■ PROBLEM TO SOLVE
Revise the honey crop report starting at "Beekeepers were beginning" and ending at "new crop honey.", putting "buyers" wherever "consumers" appears.
### SOURCE EXCERPT ###
Beekeepers were beginning to extract their spring honey crops. Since almost all old stocks of locally produced honey had been exhausted, consumers were anxious to purchase the new crop honey.
MIDEAST—Spring honey flows were better in this area. Bees were able to forage more despite some locations receiving too much rain this spring. Some reporters are indicating that their spring honey crops will be 30 to 100% better than last season. Bees continue to build up well. The black locust flow was especially good in parts of Tennessee and Kentucky and in some locations tulip poplar also produced good honey surpluses. Flows mentioned by other area beekeepers included wildflowers, cotton, sumac, holly, blackberry, persimmon, clover, basswood and thistle. Bees will have additional opportunities for flows from summer and fall flowering from sourwood, clover, goldenrod, aster, knapweed and Japanese knotwood. Small hive beetle problems had not yet become severe, but beekeepers were on the lookout for beetle infestations which normally become worse in late summer. Beekeepers are anxious to start selling their new crop honey since it remains a seller’s market at both the wholesale and retail levels.
SOUTHEAST—Erratic, stormy weather disrupted honey flows in a number of southeastern states. Most notable has been the continuing dreary reports on Florida honey crops, which some reporters suggested may be at record lows in their locations. Only fair to poor honey flows have come from orange, gallberry, palmetto, tupelo, mangrove, mimosa and wildflowers. On the other hand, some beekeepers were still hopeful for tallow along the Gulf Coast, as well as Brazilian pepper in southern Florida.
Flows have also been only fair to poor in Mississippi, Georgia, Alabama, and South Carolina due to erratic weather. Flows mentioned included privet hedge, clover, sumac, gallberry, palmetto, tupelo and numerous wildflowers. One reporter suggested that less comb honey would be produced this season in the big comb honey-producing state of Georgia due to the poor flow conditions. Future flows could still be obtained from cotton, wildflowers, tallow and fall flowers since ground moisture remains plentiful.
### SUPPLIED DATA ###
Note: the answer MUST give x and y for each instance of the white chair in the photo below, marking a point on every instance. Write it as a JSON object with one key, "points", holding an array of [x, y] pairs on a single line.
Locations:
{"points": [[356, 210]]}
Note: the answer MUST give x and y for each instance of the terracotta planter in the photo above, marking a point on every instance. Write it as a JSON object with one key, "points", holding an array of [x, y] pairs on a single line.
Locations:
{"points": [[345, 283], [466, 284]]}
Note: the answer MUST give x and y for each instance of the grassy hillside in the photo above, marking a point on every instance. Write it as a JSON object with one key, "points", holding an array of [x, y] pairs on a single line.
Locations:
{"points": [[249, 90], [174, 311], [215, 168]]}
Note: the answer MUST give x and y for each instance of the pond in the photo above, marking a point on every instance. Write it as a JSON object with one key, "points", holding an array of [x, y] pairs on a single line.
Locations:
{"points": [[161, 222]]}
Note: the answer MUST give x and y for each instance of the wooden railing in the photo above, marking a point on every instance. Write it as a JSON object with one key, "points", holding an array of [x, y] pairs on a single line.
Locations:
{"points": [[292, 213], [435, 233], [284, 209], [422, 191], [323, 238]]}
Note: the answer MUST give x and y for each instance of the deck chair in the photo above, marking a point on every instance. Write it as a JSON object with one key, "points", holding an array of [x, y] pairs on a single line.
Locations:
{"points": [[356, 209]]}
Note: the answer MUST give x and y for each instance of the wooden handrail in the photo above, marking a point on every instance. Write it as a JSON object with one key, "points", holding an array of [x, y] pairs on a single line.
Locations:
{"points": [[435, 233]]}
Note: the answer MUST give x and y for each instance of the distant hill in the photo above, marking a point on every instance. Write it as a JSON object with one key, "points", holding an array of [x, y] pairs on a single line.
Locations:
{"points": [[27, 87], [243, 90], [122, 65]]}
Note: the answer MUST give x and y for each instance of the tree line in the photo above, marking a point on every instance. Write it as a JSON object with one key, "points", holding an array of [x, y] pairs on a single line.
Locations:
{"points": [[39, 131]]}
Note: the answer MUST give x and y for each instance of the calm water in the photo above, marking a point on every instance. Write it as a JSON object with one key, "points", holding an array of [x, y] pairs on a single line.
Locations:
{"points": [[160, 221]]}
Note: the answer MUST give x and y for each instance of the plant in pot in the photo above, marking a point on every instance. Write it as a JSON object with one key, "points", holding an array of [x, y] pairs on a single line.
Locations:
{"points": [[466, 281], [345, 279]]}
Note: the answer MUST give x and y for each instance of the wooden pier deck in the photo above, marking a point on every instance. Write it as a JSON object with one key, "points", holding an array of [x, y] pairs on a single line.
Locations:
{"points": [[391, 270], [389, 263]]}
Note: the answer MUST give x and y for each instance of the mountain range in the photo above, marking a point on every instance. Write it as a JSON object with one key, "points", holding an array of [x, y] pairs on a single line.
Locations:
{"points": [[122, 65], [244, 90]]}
###
■ REPLY TO THE TASK
Beekeepers were beginning to extract their spring honey crops. Since almost all old stocks of locally produced honey had been exhausted, buyers were anxious to purchase the new crop honey.